━━ Provided text ━━

General calibration of microbial growth in microplate readers

Abstract

Optical density (OD) measurements of microbial growth are one of the most common techniques used in microbiology, with applications ranging from studies of antibiotic efficacy to investigations of growth under different nutritional or stress environments, to characterization of different mutant strains, including those harbouring synthetic circuits. OD measurements are performed under the assumption that the OD value obtained is proportional to the cell number, i.e. the concentration of the sample. However, the assumption holds true in a limited range of conditions, and calibration techniques that determine that range are currently missing. Here we present a set of calibration procedures and considerations that are necessary to successfully estimate the cell concentration from OD measurements.

Figure 1

Schematic showing that light incident on a sample is scattered by an angle θ from the optical axis (z), either once as in (A) or multiple times (B). Single scattering events are more likely to deflect light away from the aperture (radius R), but the effect of this scattering is highly dependent upon the size of the detector and the distance between detector and sample (d₁ or d₂). As the concentration of cells increases, the probability of light being scattered back into the detector is increased. (C) A typical OD curve for E. coli measured at λ = 600 nm (for measurements at different λ see Supplementary Fig. 2). The depicted curve is the mean value of ten replicate measurements (performed in separate wells of the same plate in the microplate reader and on independent days and separate plates). Error bars are the standard error of the mean. Where the error bars are not visible, they are smaller then the data symbols. Single and multiple scattering regimes have been indicated with different colour shading. The OD saturates when N is large enough to deplete the nutrient sources in the media.

Figure 2. OD measurements of spherical polystyrene bead suspensions.

Each set of data (for a given bead size) consists of dilutions of two independently prepared stock solutions whose actual concentration was determined by counting in a microfluidic slide (Methods). For each independently prepared dilution series at least five experimental replicates were performed and plotted as averages with standard errors. Where independent dilution series were prepared for the same bead size these are plotted with the same colour. The differences between independently prepared and counted dilution series for the same bead size are so small that the data overlap. Any error bars that are not visible are smaller then the data symbols. Bead size corresponds to the diagram above the graphs (0.51 ± 0.01 µm, 0.96 ± 0.07 µm, 3.00 ± 0.07 µm, 10.0 ± 0.6 µm and 15.7 ± 1.4 µm) and bead index of refraction is n_p = 1.59. Representative images of beads used for C measurements are shown in Supplementary Figure 3. (A) Comparison of concentrations (Methods) and measured OD in a microplate reader for a given bead diameter. (B) The bead concentration as a function of D obtained from (A) for the following ODs: 0.05, 0.1, 0.5, 1 and 10. Increasing OD is represented as increasing brightness of red and by the arrow. (C) Measurements of 0.5 µm; 1.0 µm bead suspensions and the resultant (1:1 by volume) mixture in purple.

━━━

→ What is needed:
Extend the text on calibrating optical density measurements of microbial growth in microplate readers, beginning after its final sentence. The records that follow play no part in the work requested here.

━━ Data shown ━━

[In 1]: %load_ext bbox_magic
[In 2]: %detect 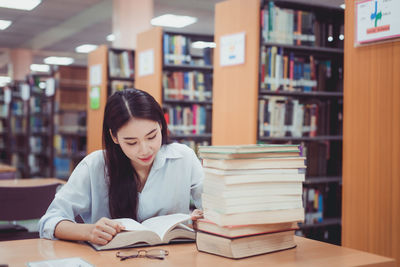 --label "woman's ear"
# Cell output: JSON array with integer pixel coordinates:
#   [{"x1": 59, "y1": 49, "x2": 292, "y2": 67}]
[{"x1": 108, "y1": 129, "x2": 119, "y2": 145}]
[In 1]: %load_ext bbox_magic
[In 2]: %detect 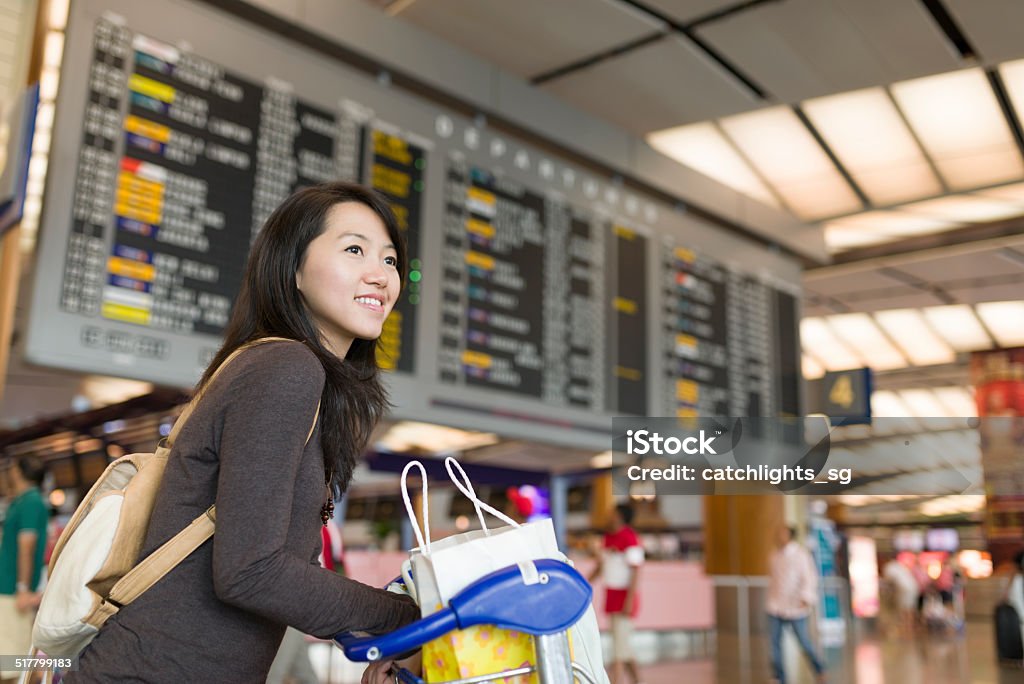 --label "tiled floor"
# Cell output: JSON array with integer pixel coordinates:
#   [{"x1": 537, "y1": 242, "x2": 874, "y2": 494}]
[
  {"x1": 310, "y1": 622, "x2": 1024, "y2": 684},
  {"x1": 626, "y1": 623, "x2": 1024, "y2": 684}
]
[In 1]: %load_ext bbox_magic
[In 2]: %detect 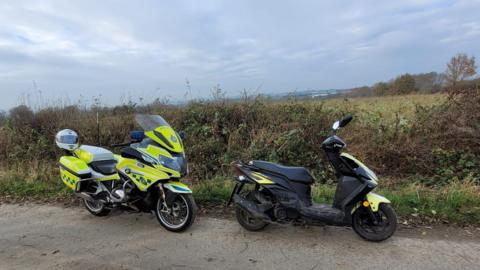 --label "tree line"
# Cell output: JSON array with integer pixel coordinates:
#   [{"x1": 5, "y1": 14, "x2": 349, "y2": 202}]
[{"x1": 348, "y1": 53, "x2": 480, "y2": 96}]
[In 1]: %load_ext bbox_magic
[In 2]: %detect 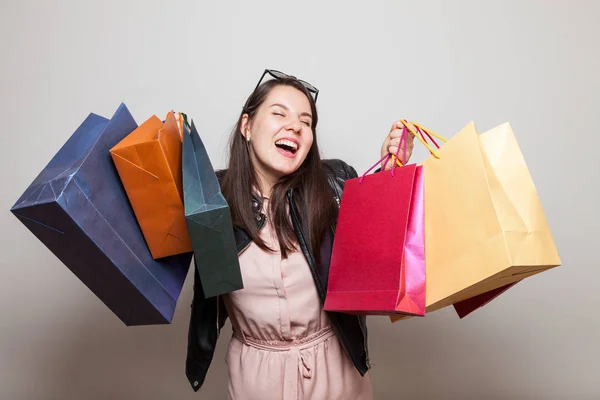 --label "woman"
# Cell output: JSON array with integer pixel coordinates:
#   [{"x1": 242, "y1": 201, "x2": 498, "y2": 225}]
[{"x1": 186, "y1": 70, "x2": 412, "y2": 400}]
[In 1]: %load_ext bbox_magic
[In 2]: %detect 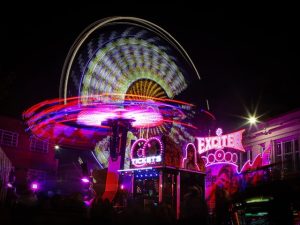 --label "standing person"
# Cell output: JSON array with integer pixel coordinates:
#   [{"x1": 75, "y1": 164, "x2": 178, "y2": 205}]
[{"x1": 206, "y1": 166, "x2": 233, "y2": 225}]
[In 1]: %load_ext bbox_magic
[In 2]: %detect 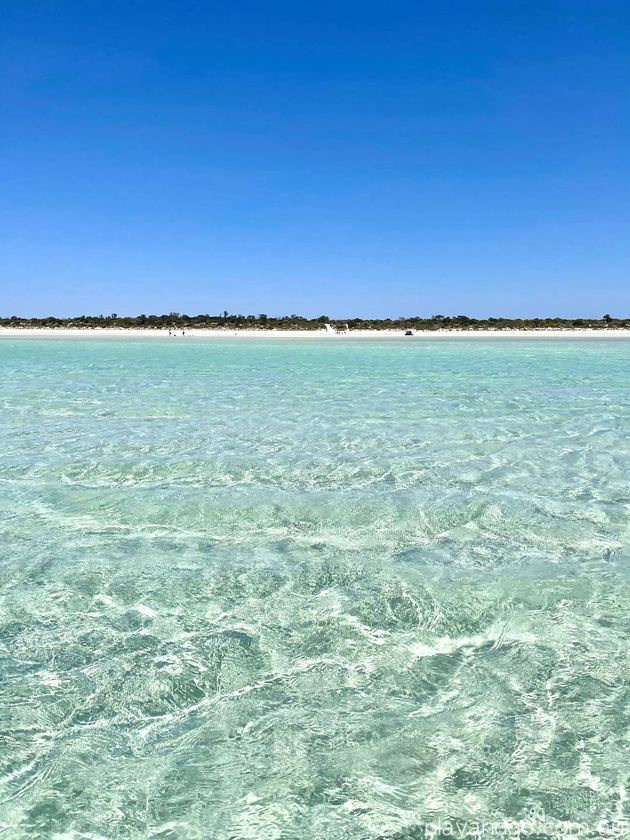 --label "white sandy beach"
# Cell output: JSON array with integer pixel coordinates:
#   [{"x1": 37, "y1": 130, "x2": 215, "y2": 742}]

━━━
━━ Data shown ━━

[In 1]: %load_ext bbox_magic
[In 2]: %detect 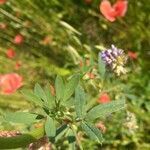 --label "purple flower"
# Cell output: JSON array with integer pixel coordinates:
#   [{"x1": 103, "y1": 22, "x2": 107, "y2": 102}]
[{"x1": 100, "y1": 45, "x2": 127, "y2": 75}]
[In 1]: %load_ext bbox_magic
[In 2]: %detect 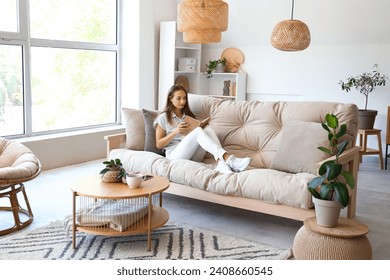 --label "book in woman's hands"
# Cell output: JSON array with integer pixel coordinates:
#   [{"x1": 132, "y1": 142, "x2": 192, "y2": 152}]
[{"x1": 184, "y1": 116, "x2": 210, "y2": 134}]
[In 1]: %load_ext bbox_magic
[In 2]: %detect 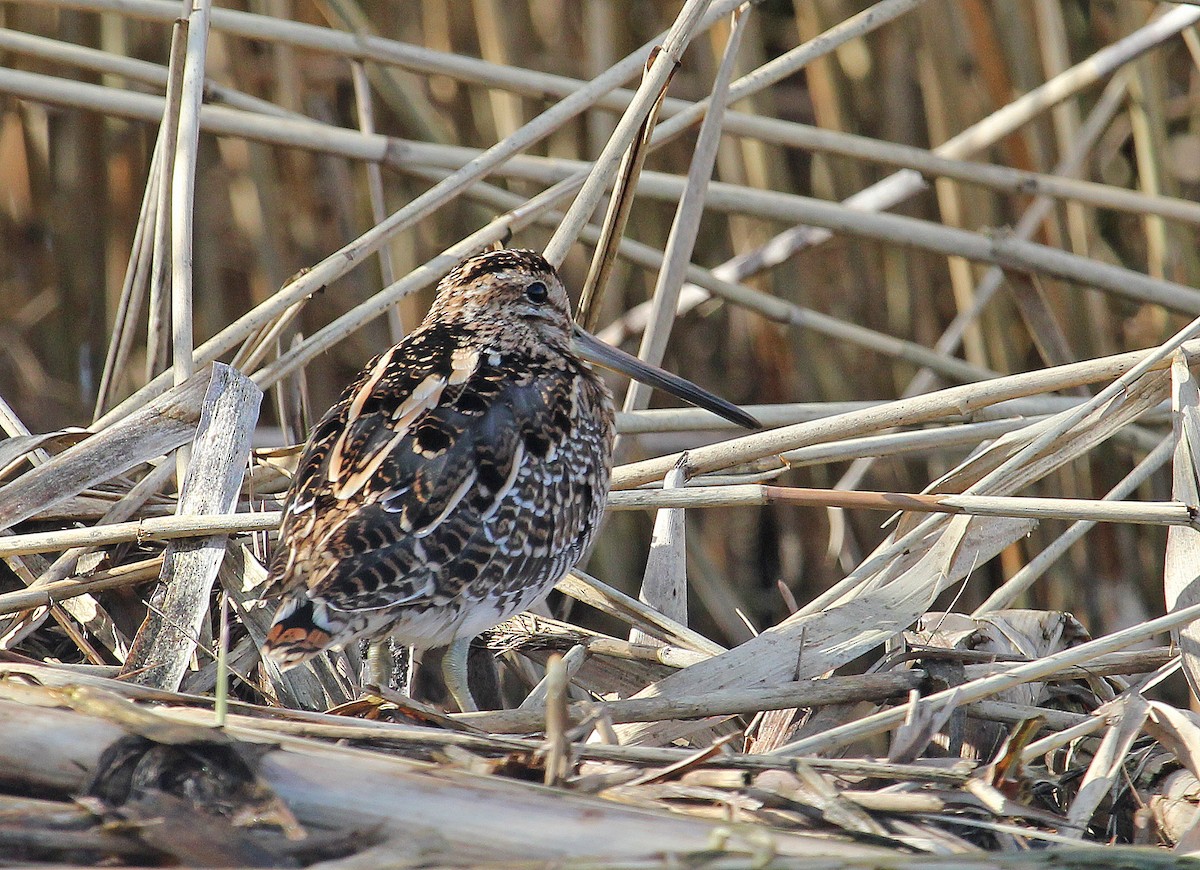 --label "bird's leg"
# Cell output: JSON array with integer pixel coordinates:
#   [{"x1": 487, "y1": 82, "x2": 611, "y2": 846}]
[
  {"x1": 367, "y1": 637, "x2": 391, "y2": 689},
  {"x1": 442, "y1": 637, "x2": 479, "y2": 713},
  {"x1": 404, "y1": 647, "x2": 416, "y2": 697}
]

━━━

→ Response below:
Figure 3

(A) OD vs. C is shown for yeast diploids (grey); yeast haploid (purple); filamentous (green) and mid-log (black) E. coli; and early (blue) and late (red) stationary phase E. coli using dilutions of at least two cell stock solutions prepared from cells grown on different days. Actual cell concentrations were determined by counting in a microscope. For each independently prepared dilution series at least five experimental replicates were performed and are plotted as averages with standard errors. Independent dilution series that were prepared for the same cell size are plotted with the same colour. For cells of the same size, the differences between independently prepared and counted dilution series are so small that the data overlap. Error bars that are not visible are smaller then the data symbols. (B–H) Representative images of each culture obtained during microscopy. The scale bar is shown in B and applies to all panels. (B) Yeast CLN3Δ homozygous diploid mutant (C) Yeast diploid, (D) Yeast haploid. (E) E. coli cells grown in the presence of sub lethal concentration of ampicillin to induce filamentation. (F) E. coli cells grown to mid log phase in LB (OD = 0.2). (G) E. coli cells at early stationary phase (OD = 2.3), (H) E. coli cells at late stationary phase (after 40 hr).

Figure 4. Growth curves and cell counts.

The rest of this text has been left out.